▶ _Trecho da página_
O mais complicado é, sem dúvidas, entender que existe um jeito de se fazer música eletrônica que sofre, ainda hoje, com a massificação e que perdeu, ao longo das décadas, sua identidade e que hoje tenta se reconstruir como sempre deveria ter sido.

ORIGENS E PATERNIDADES
Para que entendamos melhor o gênero, precisamos conhecer seus avôs e avós, pessoas, trabalhos e projetos que iniciaram toda a trajetória para que a Electronic Body Music pudesse existir. Vamos voltar na década de 70 e tentar entender um movimento músico-cultural chamado krautrock.

A Alemanha passava por um período de intensa miséria, fruto do final da Segunda Guerra Mundial. Predominava um estilo conhecido como Schlager, muito popular na Europa. Consistia de músicas mais romantizadas, com letras que falavam de amor, de coisas boas. Os jovens deste período não gostavam deste tipo de música, acreditavam que ela não refletia a situação social em que viviam, queriam algum movimento que mexesse com o país, que mostrasse o quanto eles estavam revoltados. Paralelamente, também não queriam o rock, uma vez que ele era símbolo da dominação inglesa, queriam algo novo.

▶ _Dados fornecidos_
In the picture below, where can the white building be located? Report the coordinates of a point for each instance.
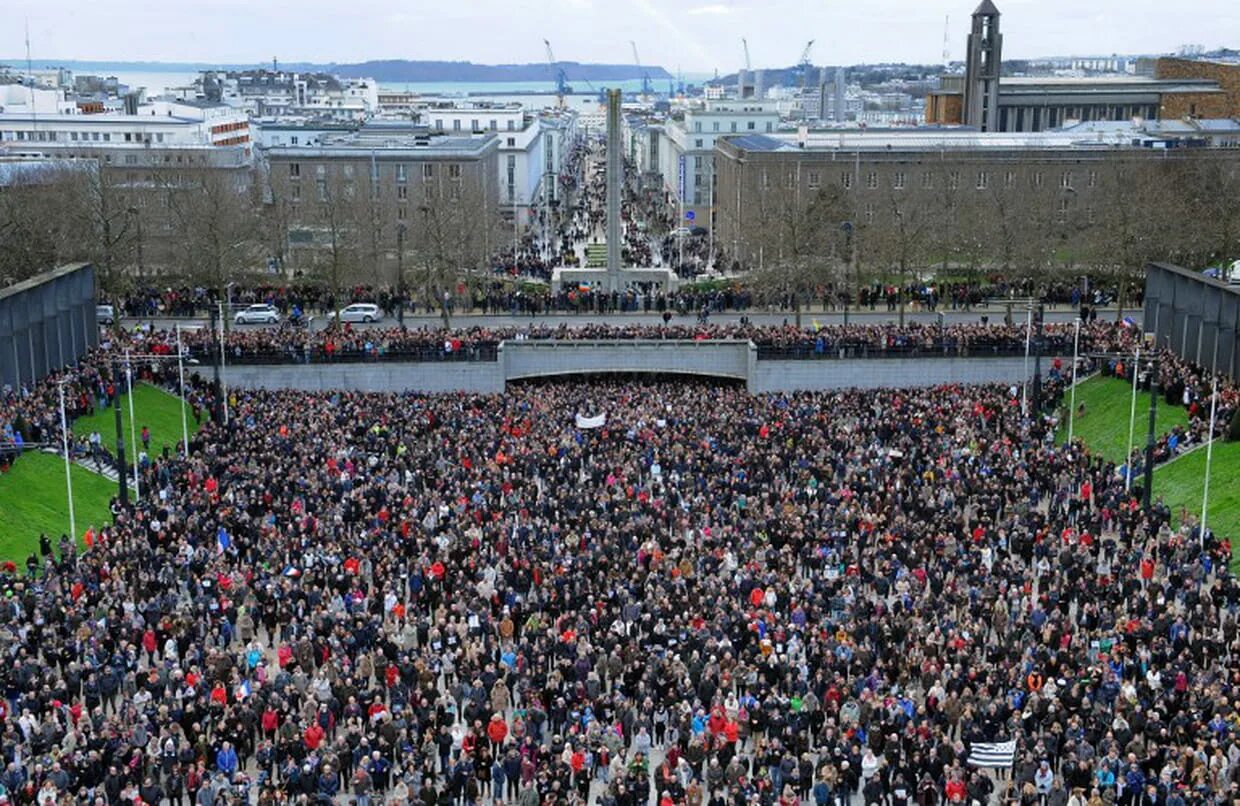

▶ _Tarefas a fazer_
1/ Segundo o texto sobre as origens da Electronic Body Music, que estilo musical predominava na Alemanha naquele período?
2/ Retome o texto sobre as origens da Electronic Body Music logo depois da última frase dele.

▶ _Respostas em ordem_
1/ O Schlager, um estilo muito popular na Europa, com músicas românticas e letras sobre amor.

2/
Com o uso dos recentes sintetizadores (que ainda sim eram caros e complexos de serem usados) e o uso de formas não-convencionais de se fazer música fizeram com que nascesse uma música eletrônica, que não era parecida com o rock britânico e nem com nada feito anteriormente. Deram o nome de krautrock pelo fato de vir da Alemanha e era uma forma pejorativa, uma vez que kraut era a gíria usada para definir os alemães na Segunda Guerra Mundial.

Desta leva surgiu um grupo que ficou mundialmente conhecido como pais da música eletrônica, o Kraftwerk. Formado inicialmente por Florian Schneider-Esleben e Ralf Hütter em Düsseldorf, Alemanha, mais tarde contando com outros integrantes. Eram ex-alunos do grande músico Karlheinz Stockhausen, grande compositor que utilizava dos avanços da música concreta para a criação de ritmos musicais.

O grupo alemão começou, então, a definir as bases da música eletrônica moderna, compondo seus grandes sucessos em sintetizadores analógicos de oito bits, o que deixava a música muito parecida com a dos videogames que apareceriam uma década depois. E com base neste tipo de música, sem instrumentos “orgânicos” que foi surgir, no final dos anos 70 e início dos anos 80, na Inglaterra, um estilo conhecido como synthpop.

O synthpop aparece como uma revolta contra o rock e a necessidade de fazer música com instrumentos e técnicas complexas. Com o barateamento dos sintetizadores e a sua popularização fez com que novos músicos surgissem, tornando-se “orquestras de um homem só”. Neste contexto temos também o industrial, que surgiu nas terras inglesas nas mãos do Throbbing Gristle.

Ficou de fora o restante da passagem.